-- TEXTE RETENU --

Un tribunal de la CNUDCI détermine que l’Inde a violé le TBI avec l’Allemagne dans une affaire portant sur un accord de location du spectre électromagnétique
Deutsche Telekom AG c. la République de l’Inde, Affaire CPA n° 2014-10
Un tribunal de la CNUDCI rejeta les objections liminaires de l’Inde et conclut que le pays avait violé la norme TJE du TBI Inde-Allemagne dans un arbitrage sous l’égide de la CPA, lancé par Deutsche Telekom AG (DT). La décision provisoire sur la responsabilité a été rendue du 13 décembre 2017.
Le contexte et les recours
Un accord portant sur la location d’une partie de la bande S du spectre électromagnétique à deux satellites (l’Accord) fut conclu le 28 janvier 2005 entre Devas Multimedia Private Limited (Devas) et l’entreprise d’État indienne Antrix Corporation Limited (Antrix). Entre 2008 et 2009, la filiale singapourienne de DT en propriété exclusive, Deutsche Telekom Asia Pte Ltd (DT Asia) acquit environ 97 millions USD d’actions dans Devas, représentant 19,62 pour cent des parts.

-- DONNÉES SOURCES --
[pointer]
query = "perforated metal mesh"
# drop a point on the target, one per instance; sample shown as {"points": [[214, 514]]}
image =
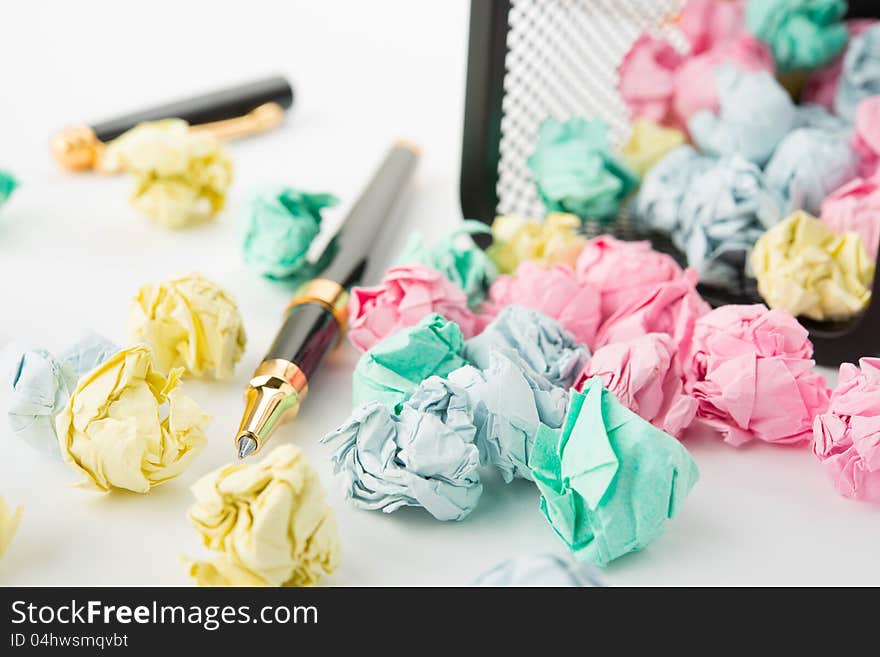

-- TRAVAIL À FAIRE --
1. Traduisez en anglais la phrase suivante du texte retenu : « Entre 2008 et 2009, la filiale singapourienne de DT en propriété exclusive, Deutsche Telekom Asia Pte Ltd (DT Asia) acquit environ 97 millions USD d’actions dans Devas, représentant 19,62 pour cent des parts. »
2. Reprenez tel quel le passage du texte retenu qui commence par « Le contexte et » et se poursuit jusqu'à « cent des parts. ».

-- RÉPONSES PAR TÂCHE --
1. Between 2008 and 2009, DT's wholly owned Singaporean subsidiary, Deutsche Telekom Asia Pte Ltd (DT Asia), acquired approximately USD 97 million in shares in Devas, representing 19.62 percent of the equity.

2.
Le contexte et les recours
Un accord portant sur la location d’une partie de la bande S du spectre électromagnétique à deux satellites (l’Accord) fut conclu le 28 janvier 2005 entre Devas Multimedia Private Limited (Devas) et l’entreprise d’État indienne Antrix Corporation Limited (Antrix). Entre 2008 et 2009, la filiale singapourienne de DT en propriété exclusive, Deutsche Telekom Asia Pte Ltd (DT Asia) acquit environ 97 millions USD d’actions dans Devas, représentant 19,62 pour cent des parts.